Friday, January 7, 2011

Take this bread, Given for you...

Growing up, my family went to church pretty regularly. Since my mother was an organist, it was pretty much a required call of duty.  Not to be left out of the fun, my Dad was instructed to participate in church activities.  He served on various committees, handed out bulletins, greeted new members…And once a month, he’d help our pastor with Holy Communion. 

My dad was a pretty quiet, reserved individual…and socially awkward.  After the initial “Hello” he’d struggle to carry on a conversation.  One thing he was good at was holding a grudge if he didn’t like you. 

On Communion Sundays, as we called it, Dad would wear one of those Pastor-y type robes and stand at the front of the church.  A Pastoral wingman if you will.  He was entrusted with administering the body of Christ to congregants.  I know a lot of churches hand out those Styrofoam wafers.  My church used a big loaf of bread…

Anyway, after blessing the bread and wine, the grand event would start.  One by one, rows of pews were instructed to rise and walk to the front of the sanctuary.  After everyone knelt, the cavalcade of communion goodies made its way down the line of recipients.

Our Pastor was always hands free so he could bless the children and whisper whatever it was he whispered to worshippers…My dad would then break off a piece of bread and place it into the mouth of the communal participant.  Another person carrying the tray of wine would follow.

Dataset items:

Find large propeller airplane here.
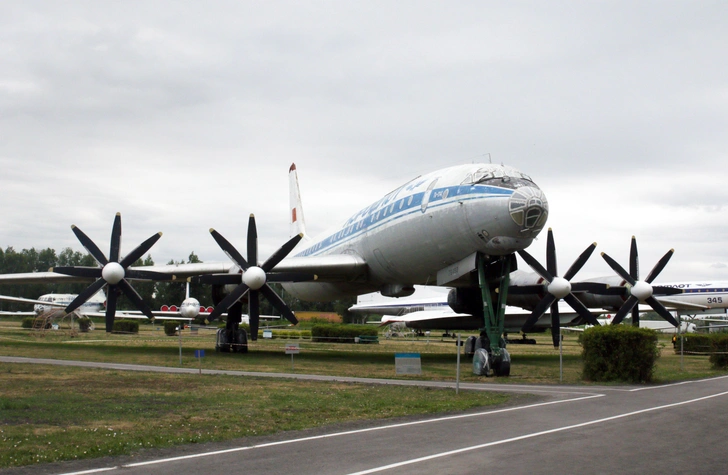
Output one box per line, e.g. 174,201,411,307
0,164,688,375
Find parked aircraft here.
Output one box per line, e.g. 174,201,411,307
0,164,684,375
0,292,106,316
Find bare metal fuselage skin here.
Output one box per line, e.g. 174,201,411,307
284,164,548,300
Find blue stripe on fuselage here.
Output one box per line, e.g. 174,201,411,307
296,185,515,257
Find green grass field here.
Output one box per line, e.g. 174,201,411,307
0,321,725,468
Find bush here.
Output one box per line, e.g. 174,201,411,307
113,320,139,333
78,317,91,333
582,325,660,383
164,320,180,336
311,324,379,343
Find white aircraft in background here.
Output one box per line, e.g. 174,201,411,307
349,277,728,332
0,164,688,375
0,292,106,316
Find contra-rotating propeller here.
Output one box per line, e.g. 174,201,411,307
50,213,174,332
195,214,316,340
602,236,682,327
508,228,607,347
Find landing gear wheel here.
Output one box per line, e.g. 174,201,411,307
233,328,248,353
215,328,230,353
473,348,491,378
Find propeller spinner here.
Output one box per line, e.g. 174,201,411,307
508,228,606,347
50,213,174,332
602,236,682,327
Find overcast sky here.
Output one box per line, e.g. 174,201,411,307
0,0,728,282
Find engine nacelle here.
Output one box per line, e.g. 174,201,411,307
447,287,483,318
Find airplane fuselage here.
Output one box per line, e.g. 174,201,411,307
284,164,548,300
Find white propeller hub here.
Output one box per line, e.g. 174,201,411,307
243,267,265,290
630,280,652,302
179,297,200,318
101,262,124,285
547,277,571,299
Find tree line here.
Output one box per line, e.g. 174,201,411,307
0,247,355,321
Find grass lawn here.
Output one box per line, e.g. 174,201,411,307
0,321,725,468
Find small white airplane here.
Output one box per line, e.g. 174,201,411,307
0,164,684,375
0,292,106,316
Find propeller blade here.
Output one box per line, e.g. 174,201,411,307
571,282,611,295
564,294,599,326
48,266,101,279
518,250,554,282
564,242,597,280
260,284,298,325
124,269,177,280
207,284,248,320
266,272,318,282
261,234,303,272
629,236,640,285
210,228,250,270
65,279,106,313
645,297,680,327
248,214,258,266
71,224,109,266
106,285,119,333
546,228,556,282
119,233,162,269
612,295,639,325
645,249,675,284
248,290,260,341
190,274,243,285
602,252,636,285
521,294,556,333
508,284,546,295
117,279,154,320
109,213,121,262
551,302,561,348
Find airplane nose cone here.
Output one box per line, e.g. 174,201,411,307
508,186,549,238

__Problems to work on__:
1. In the Communion text, what was the mother's role at church?
2. Please say whether each statement agrees with the Communion text, and quote the words that decide it: (a) The church used Styrofoam wafers for Communion. (b) The dad helped the pastor with Holy Communion once a month. (c) The pastor carried the tray of wine.
The data is not needed here.

__The replies__:
1. She was an organist.

2.
(a) No: "My church used a big loaf of bread"
(b) Yes: "And once a month, he’d help our pastor with Holy Communion."
(c) No: "Our Pastor was always hands free"